#### Record excerpts

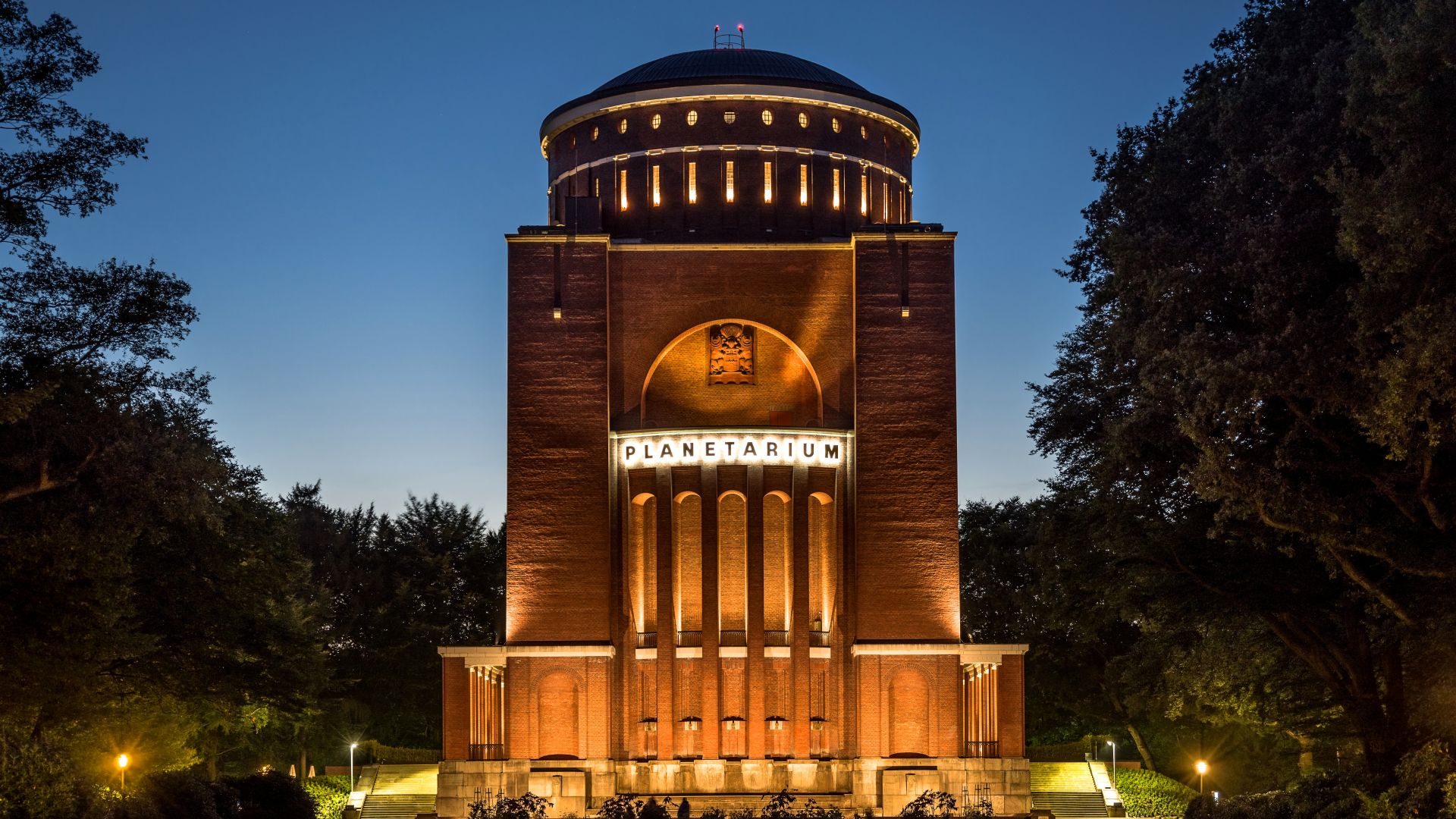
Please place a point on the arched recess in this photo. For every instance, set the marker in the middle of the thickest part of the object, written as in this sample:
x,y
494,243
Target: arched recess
x,y
558,716
909,714
821,561
733,561
799,352
778,561
688,561
642,561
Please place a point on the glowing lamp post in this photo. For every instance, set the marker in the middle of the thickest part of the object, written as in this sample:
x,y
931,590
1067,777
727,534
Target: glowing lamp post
x,y
1114,761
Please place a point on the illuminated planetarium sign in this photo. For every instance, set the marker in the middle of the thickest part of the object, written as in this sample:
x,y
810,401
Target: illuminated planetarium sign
x,y
733,447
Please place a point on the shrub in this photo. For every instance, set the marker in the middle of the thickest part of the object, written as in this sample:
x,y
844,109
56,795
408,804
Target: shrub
x,y
329,796
653,811
1147,793
930,805
620,806
525,806
382,754
271,796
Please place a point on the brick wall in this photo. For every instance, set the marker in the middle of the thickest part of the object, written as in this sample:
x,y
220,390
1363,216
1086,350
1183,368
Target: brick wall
x,y
557,503
908,547
1011,706
455,698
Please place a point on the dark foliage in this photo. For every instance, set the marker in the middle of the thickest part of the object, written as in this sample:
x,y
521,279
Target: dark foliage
x,y
1254,413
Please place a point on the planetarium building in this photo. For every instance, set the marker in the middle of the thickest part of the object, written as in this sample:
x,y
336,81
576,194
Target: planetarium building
x,y
731,494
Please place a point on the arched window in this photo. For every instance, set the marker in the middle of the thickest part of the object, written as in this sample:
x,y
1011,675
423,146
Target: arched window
x,y
909,714
778,567
733,567
688,564
642,561
821,566
558,722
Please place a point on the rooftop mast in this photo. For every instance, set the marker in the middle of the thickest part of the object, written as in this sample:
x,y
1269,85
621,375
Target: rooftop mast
x,y
730,39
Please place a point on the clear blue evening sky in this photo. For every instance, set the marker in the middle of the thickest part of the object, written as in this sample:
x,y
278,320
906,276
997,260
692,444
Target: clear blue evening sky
x,y
334,181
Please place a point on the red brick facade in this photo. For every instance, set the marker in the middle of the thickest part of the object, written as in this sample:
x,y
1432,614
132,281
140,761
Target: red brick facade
x,y
799,598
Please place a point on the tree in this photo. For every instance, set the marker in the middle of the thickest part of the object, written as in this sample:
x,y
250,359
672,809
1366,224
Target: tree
x,y
1258,390
152,598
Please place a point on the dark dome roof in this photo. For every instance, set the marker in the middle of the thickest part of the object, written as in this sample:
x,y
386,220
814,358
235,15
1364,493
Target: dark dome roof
x,y
731,66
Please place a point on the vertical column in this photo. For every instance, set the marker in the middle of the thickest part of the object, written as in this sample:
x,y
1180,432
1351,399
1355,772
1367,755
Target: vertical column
x,y
666,618
455,697
1011,706
753,670
800,623
708,667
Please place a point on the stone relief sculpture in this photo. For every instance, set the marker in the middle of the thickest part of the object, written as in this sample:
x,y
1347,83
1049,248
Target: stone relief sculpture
x,y
730,353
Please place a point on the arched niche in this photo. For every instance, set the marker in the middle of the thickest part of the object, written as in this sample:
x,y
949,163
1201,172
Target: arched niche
x,y
558,708
785,388
909,714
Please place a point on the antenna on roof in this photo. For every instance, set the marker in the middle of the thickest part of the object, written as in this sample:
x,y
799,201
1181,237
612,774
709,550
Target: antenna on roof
x,y
728,39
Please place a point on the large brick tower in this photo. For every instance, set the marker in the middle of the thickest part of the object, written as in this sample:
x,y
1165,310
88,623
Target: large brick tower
x,y
731,493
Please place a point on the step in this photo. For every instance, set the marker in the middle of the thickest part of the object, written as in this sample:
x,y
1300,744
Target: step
x,y
1069,805
397,806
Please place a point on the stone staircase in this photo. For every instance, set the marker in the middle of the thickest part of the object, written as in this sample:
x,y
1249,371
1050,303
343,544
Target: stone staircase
x,y
1066,789
400,792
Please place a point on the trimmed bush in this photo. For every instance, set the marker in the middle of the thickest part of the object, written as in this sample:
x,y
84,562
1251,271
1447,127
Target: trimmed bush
x,y
329,796
1147,793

########

:: Problem to work on ::
Once the pictures are dropped, repeat the data above exactly.

:: Finished exercise ::
Please place a point on the arched recess in this photo. For every instance, set the marker in the middle of the thickest part of the object, written as in this sample:
x,y
494,243
Target: arched recess
x,y
558,716
909,714
821,561
733,561
799,352
778,561
688,561
642,561
Please place a point on the glowing lamp post in this photo. For every instance, set the marker in the middle of the thickest part of the object, written as in this sample:
x,y
931,590
1067,777
727,534
Target: glowing lamp post
x,y
1114,761
Please place a point on the illuminated planetarium sign in this photo. For every instance, set the marker in the middle of the thickest part of the object, written as in this sample:
x,y
810,401
Target: illuminated planetarium sign
x,y
733,447
Please place a point on the shrub in this photo. For every instance, set the marker in the middle of the thickest part of the object, written as in this sample:
x,y
844,109
56,795
408,804
Target: shrub
x,y
329,796
653,811
1147,793
930,805
620,806
525,806
382,754
271,796
Please place a point on the brick wall in this photo. For every instance, set the marker in the middle of the thickest part of the object, written as in this sample:
x,y
220,390
1363,216
1086,350
1183,368
Target: brick wall
x,y
557,503
908,547
1011,706
455,698
Please place a point on the dark foliage in this photo. For every instance, set the marker in the middle of the thickest part of the object, written as in this sample:
x,y
521,279
Target: dark foliage
x,y
1254,413
Please place a point on the planetarium building in this photo. For every instance, set the marker in the middle of the thickest part of the object, written as in this sample:
x,y
336,81
576,194
Target: planetarium building
x,y
731,494
Please place a point on the arched window in this photo. For every instance, set the marker in the middle of the thickest part of the object, written as in this sample:
x,y
1011,675
423,146
Target: arched window
x,y
909,714
778,567
733,567
688,564
642,561
821,566
558,722
Please place a point on the rooftop mast in this photo. For every instance, set the marker in the middle of the thickest part of the object, written as in this sample:
x,y
1269,85
621,375
Target: rooftop mast
x,y
730,39
Please place a point on the clear blue evening sky in this photo. For every instance, set the marker in the middle of the thickest part of the object, written as in this sample:
x,y
278,320
906,276
997,260
692,444
Target: clear blue evening sky
x,y
334,181
Please place a point on the red brick facade in this photo. For every instance, set the marker in the middle of the thickest part of the object, written as in this sample:
x,y
1432,614
132,281
140,761
Target: red brick facade
x,y
799,598
Please place a point on the tree in this photo. For every instance, set the marker in the middle of the thickest part of the object, written as in this sample:
x,y
250,359
672,809
1366,224
Target: tree
x,y
1258,390
152,598
Please place a point on the dark dome roof in this photo. For every instance, set the marker in the middle of the thickest part of the object, written as in this sample:
x,y
386,220
814,358
235,15
1364,493
Target: dark dome roof
x,y
731,66
Please place a point on the vertical column in this photo. For every instance, set the marker in the middle of the thickest part of the object, written as in this sample:
x,y
1180,432
1351,399
1355,772
1367,755
Target: vertical column
x,y
666,618
455,697
1011,706
753,670
800,623
708,667
Please place a point on the stone relief sculpture in this photo. For every instance, set the marker in the middle of the thickest part of the object, written as in this sample:
x,y
1347,83
1049,248
Target: stone relief sculpture
x,y
730,353
Please place a point on the arched niche in this photo. For every instance, set the marker in the middle of the thickest part of the object, written as in this sample:
x,y
949,163
1201,172
Target: arched niche
x,y
558,708
785,388
909,714
Please place a point on the antenna on roof in this photo. For every instance, set the marker in the middle of the thickest part of the object, written as in this sample:
x,y
799,201
1181,237
612,774
709,550
Target: antenna on roof
x,y
728,39
Please place a point on the large brick tower in this photo. For every instance, set the marker in the middle of the thickest part of the object, written as in this sample:
x,y
1165,310
88,623
Target: large brick tower
x,y
731,493
Please place a point on the step in this photo. For every instance, set the marker in the middle of the thickest part of the object, written as in this sample:
x,y
1300,744
Target: step
x,y
1069,805
397,806
Please place a point on the stone staircase in this photo. For every instance, set the marker in the middle of the thickest part of the object, written as in this sample:
x,y
1249,371
1050,303
343,544
Target: stone staircase
x,y
1066,789
400,792
Please place a point on the trimmed bush in this photo. For every instance, set the marker in the middle of the thickest part of the object, written as in this sample:
x,y
84,562
1251,271
1447,127
Target: trimmed bush
x,y
329,796
1147,793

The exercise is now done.